• **Text extract**:
Every foreign market has its own keys and secrets in order to be accessed, and the Canadian one is no exception. Long distances, bilingual labels, strong competition by products from other American markets (Mexico, USA) are some of the disadvantages that Greek food and beverage companies have to deal with in order to win over the Canadians. Nonetheless, there has been an impressive rise in the Greek exports in Canada during the last years, and all prospects are excellent. Dionysios Protopapas, Senior Trade Commissioner at the Consulate General of Greece in Toronto, gives Ambrosia magazine a comprehensive insight about this important market.

Interview: Charitomeni Vonta

What would you consider the biggest advantage and disadvantage for Greek food and beverage companies who wish to enter the Canadian market?
The Canadian and the US markets, or the North American market, present so many common characteristics that would allow us to consider it as a single market. Often products developed for one of the two markets, could easily target the other one too. However labeling requirements are different. On top of that, labels in Canada must be in both English and French.
The long distance between consumer centers is however a disadvantage. Areas close to the Atlantic coast are easier to access from Greece but due to the long distance with the Western part of Canada, the market is fragmented, and the one-importer-fits-all approach usually does not work. 

So, how can a Greek agri-food company access this huge market?
Canada may be a huge country, but more than 90% of Canadians live within 250 kilometers of the US border. Quebec (Montreal) and Ontario (Toronto) with 23 million people (8.4 million and 14.6 million, respectively) are home to 61.5% of the country’s population and represent a similar portion of Canada’s national income and its economic power. Especially new to the market Greek export companies, can focus on these two areas first, gain experience and then explore other Provinces. Middle to large size importers are often active in both Quebec and Ontario, but smaller ones focus on just one of the two. Exporters interested into other markets, such as Vancouver and Alberta should contact importers based there.

• **Extracted entries**:
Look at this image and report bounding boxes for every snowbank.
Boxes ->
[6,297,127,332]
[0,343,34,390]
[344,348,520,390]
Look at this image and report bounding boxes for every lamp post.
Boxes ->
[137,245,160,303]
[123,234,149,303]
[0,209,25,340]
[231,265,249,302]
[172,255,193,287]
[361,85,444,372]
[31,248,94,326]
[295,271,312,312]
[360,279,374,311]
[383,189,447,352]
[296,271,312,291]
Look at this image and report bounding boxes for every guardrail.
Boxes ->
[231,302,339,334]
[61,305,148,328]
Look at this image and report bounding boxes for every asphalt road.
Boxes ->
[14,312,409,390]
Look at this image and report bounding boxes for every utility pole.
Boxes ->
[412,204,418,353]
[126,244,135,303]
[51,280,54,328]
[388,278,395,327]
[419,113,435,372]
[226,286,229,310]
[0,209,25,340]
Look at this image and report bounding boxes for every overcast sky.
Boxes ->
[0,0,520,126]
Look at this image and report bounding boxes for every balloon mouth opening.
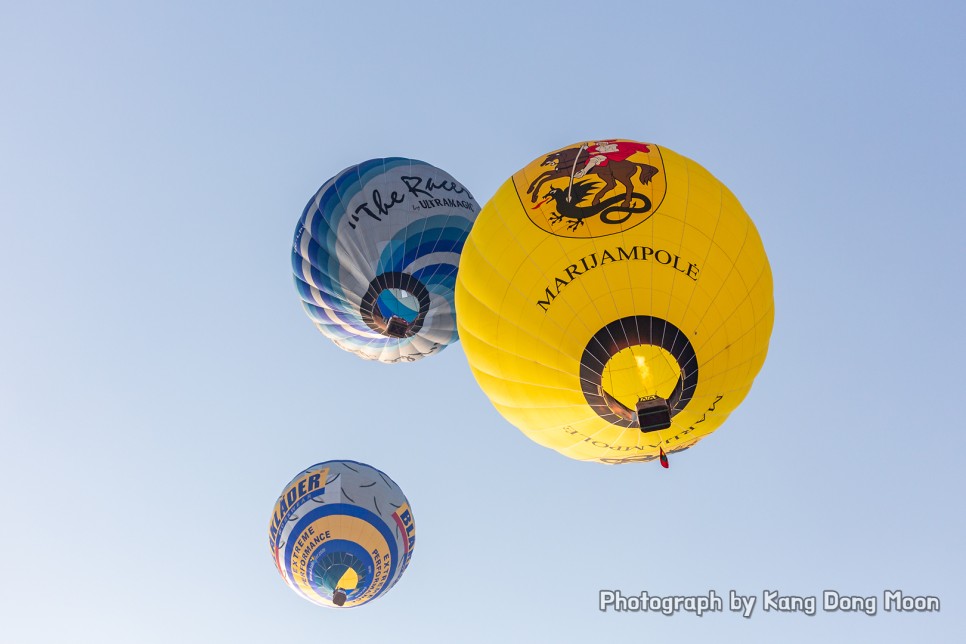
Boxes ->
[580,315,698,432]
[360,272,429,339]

* * *

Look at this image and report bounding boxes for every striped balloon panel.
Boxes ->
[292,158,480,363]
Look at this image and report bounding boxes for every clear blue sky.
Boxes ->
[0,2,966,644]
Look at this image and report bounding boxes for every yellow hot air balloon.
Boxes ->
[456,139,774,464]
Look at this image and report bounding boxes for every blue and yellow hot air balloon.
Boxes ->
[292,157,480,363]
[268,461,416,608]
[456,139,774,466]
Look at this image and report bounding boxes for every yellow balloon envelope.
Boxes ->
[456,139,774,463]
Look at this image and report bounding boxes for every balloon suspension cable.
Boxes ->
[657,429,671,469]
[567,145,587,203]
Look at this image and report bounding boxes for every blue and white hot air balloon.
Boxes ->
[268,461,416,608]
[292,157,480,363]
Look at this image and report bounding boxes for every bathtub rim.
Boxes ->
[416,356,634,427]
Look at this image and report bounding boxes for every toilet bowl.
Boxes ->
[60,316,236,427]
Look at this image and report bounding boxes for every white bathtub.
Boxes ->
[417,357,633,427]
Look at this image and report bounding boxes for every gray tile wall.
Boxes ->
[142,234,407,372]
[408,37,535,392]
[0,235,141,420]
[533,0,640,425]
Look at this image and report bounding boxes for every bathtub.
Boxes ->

• **What is asked**:
Resume the interview on Greek food and beverage exports to Canada, picking up right after its final sentence. The rows play no part here.

• **Reply**:
In all cases though, shipments from Greece arrive to the port of Halifax on the Atlantic and are then loaded onto trains to reach their destination. There is even a direct shipping line from Piraeus. Depending on the route, a shipment can reach Toronto within 20 to 40 days. Another more expensive solution is to use ports on the Eastern coast of the US. The latter makes sense when importers on either Canada or the US serve both countries.

A lot is being said about CETA, the Comprehensive Economic and Trade Agreement between the EU and Canada. How does it affect Greek companies?
In several positive ways. Signed in 2017, CETA is not exclusive, but also a free-trade agreement between Canada and the EU. It has not been ratified yet by Greece and several other EU members, but the chapters concerning the reduction or often the elimination of import tariffs, and the mutual recognition of PDO products are in effect with significant results. Our exports to Canada have been consistently rising since 2017. In particular, Greek food and beverage exports rose by 57% between 2017 and 2022 reaching 43 mil. €, with excellent prospects.

Which product categories would you consider as most promising for Greek exports?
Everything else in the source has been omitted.